**Dataset content:**
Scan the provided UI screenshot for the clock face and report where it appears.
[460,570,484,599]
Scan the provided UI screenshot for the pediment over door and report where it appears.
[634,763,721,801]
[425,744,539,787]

**Exercise details:** Put the rows above into a two-column CSV with the headers input and output, one line per row. Place each row's text and its answer in separate quoted fields, turning line breaks into spaces.

**Reply:**
input,output
"Scan the provided UI screenshot for the clock face and report where it appears.","[460,570,484,599]"
"Scan the provided UI screenshot for the pediment over door and report where it appears.","[634,763,721,801] [425,744,539,787]"